# READING PASSAGE
= = = = =
My four year-old son hits others. When I tell him to stop he yells at me saying that he doesn’t have to do what I tell him to do. Sometimes, he will run away from me into his uncle’s room. How can I help him change his behavior?
There's reason behind every behavior. At four years-old, your son is still testing boundaries and exploring his surroundings. When he hits it's important that you act on the unwanted behavior immediately after it happens. For example, take his hand and say "no, we don't hit" and then explain that hitting is wrong because it hurts others. It may take several repetitions before he actually understands what you are trying to teach him. His ability to comprehend and make sense of things is much different compared to that of a teenager or an adult.
Effectively utilizing consequences can be a helpful way to change unwanted behavior. Consequences can be positive and negative. A positive consequence, like more playtime or a treat, increases the chances of a behavior happening. A negative consequence, like a time out, decreases the chances of a behavior happening again.
When administering consequences it's important to keep four things in mind:
- Keep it important to the child (a special toy or book)
- Make it immediate (directly following the unwanted/wanted behavior)
- Keep it appropriate (not too big and not too small)
- Make it relate to your child's behavior (if he hits with a toy, take the toy away)
It sounds like just telling him isn't working, so now is the time to try something new. If he is not supposed to talk back and if he's not supposed to go into his uncle's room then those are both unwanted behaviors and appropriate consequences need to be applied. Be consistent. If you stick with your new routine, his behavior should change.
My 2-year-old daughter makes bedtime very difficult. She is stubborn, throws fits and will not calm down, no matter what we try. We have introduced a good-behavior calendar. If she goes to sleep without acting up, she gets a new book to read with us at bedtime. We try to make this as much fun as possible by reading books and telling stories. It never fails that once the fun time is over, she doesn’t want to go to sleep and gets upset. Our 4-year-old son never had a problem at bedtime; I just don’t know what to do.
= = = = =
# SOURCE INFORMATION

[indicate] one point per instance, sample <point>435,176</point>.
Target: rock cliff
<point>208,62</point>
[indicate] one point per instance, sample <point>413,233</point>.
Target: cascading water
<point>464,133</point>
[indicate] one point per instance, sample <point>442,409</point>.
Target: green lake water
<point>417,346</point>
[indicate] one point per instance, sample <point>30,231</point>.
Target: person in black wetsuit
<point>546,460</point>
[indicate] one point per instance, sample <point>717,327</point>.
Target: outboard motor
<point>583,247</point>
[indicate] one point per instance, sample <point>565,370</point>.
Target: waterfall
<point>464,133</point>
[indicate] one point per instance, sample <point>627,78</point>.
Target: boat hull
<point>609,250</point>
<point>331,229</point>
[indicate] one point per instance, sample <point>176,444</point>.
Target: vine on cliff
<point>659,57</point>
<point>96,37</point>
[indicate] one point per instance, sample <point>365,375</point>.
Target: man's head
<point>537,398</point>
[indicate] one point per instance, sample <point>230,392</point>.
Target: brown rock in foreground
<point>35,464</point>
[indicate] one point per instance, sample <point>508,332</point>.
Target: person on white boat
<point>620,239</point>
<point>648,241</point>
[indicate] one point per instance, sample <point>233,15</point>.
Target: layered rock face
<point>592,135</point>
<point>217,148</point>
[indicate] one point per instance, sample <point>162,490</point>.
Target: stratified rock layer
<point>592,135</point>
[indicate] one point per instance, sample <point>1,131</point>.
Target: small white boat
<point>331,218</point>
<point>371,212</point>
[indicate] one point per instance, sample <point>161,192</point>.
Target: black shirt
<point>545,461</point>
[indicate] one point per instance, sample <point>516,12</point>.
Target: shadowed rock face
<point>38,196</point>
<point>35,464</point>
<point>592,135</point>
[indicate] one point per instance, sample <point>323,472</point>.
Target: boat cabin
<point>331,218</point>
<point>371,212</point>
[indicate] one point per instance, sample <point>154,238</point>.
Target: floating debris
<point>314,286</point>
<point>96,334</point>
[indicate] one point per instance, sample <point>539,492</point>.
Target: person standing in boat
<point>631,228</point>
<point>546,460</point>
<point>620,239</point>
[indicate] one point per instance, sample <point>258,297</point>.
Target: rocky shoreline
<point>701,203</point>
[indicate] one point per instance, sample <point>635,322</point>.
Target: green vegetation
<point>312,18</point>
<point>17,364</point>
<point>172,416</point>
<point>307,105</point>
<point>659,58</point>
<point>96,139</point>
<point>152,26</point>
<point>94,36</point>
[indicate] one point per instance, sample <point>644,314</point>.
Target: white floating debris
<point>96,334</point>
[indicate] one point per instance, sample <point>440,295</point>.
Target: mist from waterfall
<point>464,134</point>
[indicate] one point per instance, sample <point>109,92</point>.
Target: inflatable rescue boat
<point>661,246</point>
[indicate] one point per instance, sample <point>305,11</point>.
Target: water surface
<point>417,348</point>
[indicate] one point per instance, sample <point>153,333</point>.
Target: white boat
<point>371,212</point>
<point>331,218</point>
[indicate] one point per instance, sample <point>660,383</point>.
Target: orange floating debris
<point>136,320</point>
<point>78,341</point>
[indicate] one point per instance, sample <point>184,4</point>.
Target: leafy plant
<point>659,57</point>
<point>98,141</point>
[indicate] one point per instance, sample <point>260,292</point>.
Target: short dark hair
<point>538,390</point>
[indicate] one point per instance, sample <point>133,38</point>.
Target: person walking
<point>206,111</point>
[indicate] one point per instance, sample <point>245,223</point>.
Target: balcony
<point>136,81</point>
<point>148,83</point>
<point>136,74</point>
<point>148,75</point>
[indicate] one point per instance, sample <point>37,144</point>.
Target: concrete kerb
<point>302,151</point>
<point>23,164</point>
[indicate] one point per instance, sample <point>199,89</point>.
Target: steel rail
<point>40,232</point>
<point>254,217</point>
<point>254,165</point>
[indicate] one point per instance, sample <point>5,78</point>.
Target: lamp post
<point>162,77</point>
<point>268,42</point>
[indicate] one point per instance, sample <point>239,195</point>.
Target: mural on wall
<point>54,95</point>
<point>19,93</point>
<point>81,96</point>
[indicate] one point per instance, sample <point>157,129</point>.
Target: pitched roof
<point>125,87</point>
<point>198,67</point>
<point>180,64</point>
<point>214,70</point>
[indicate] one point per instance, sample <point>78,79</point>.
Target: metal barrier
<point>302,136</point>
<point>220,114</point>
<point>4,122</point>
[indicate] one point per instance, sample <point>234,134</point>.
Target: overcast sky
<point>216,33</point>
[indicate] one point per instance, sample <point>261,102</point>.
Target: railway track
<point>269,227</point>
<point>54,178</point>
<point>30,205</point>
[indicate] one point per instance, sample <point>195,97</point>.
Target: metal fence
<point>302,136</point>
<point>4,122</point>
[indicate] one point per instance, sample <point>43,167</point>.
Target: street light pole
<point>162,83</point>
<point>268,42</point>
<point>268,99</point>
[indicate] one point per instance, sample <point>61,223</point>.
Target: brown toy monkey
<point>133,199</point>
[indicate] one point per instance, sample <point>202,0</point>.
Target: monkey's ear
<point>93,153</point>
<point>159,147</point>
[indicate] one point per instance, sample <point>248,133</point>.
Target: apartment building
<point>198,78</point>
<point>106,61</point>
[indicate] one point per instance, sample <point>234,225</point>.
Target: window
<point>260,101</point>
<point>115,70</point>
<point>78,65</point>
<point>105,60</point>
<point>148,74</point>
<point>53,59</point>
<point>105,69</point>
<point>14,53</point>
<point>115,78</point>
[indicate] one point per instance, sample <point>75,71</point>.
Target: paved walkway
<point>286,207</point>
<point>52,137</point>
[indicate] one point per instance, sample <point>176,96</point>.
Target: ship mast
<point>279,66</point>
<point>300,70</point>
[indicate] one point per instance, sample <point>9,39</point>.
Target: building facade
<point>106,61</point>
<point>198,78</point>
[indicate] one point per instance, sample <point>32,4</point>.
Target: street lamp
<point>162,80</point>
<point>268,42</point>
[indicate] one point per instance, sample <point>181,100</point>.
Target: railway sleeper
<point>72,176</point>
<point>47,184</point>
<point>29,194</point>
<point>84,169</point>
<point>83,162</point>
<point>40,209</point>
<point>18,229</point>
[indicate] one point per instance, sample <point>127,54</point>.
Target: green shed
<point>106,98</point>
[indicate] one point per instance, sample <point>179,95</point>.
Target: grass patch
= = = = =
# WHAT IS NEEDED
Continue the parenting advice text from the point where it stops.

# EXPECTED ANSWER
It sounds like your toddler is really testing your limits at bedtime. Even though you didn’t go through this with your son, this bedtime dilemma is very common. Rest assured that bedtime is a learned routine, and it will get better.
You’re doing a lot of positive things already. By incorporating the calendar, you’re reinforcing the good behavior that you want to see more of (going to bed tantrum-free). The expectation of being good for an entire week might just be too long of a time frame for her. See if she responds to a more immediate reward.
Children respond well to structure and predictability, so try to follow the same bedtime routine each and every night. Start with a soothing bath, put on pajamas, read a story, then tuck her in and give lots of goodnight hugs and kisses. During the routine, tell your daughter what’s next, so she’s not surprised. For example during her bath, you might say: “In five minutes, bath time will be over, and then we’ll get our jammies on.” This lets her know each step before it happens. Also make sure that bedtime is the same every single night. This will condition your daughter to be sleepy the same time of day every day.
You may also want to consider eliminating your daughter’s daytime nap (if she’s taking one). A daytime nap may be affecting her ability to sleep at night because she’s not tired. Every child is different, but typically children outgrow naps around 3 years of age. If you’re unsure about whether or not your child still needs a nap, you can contact her pediatrician.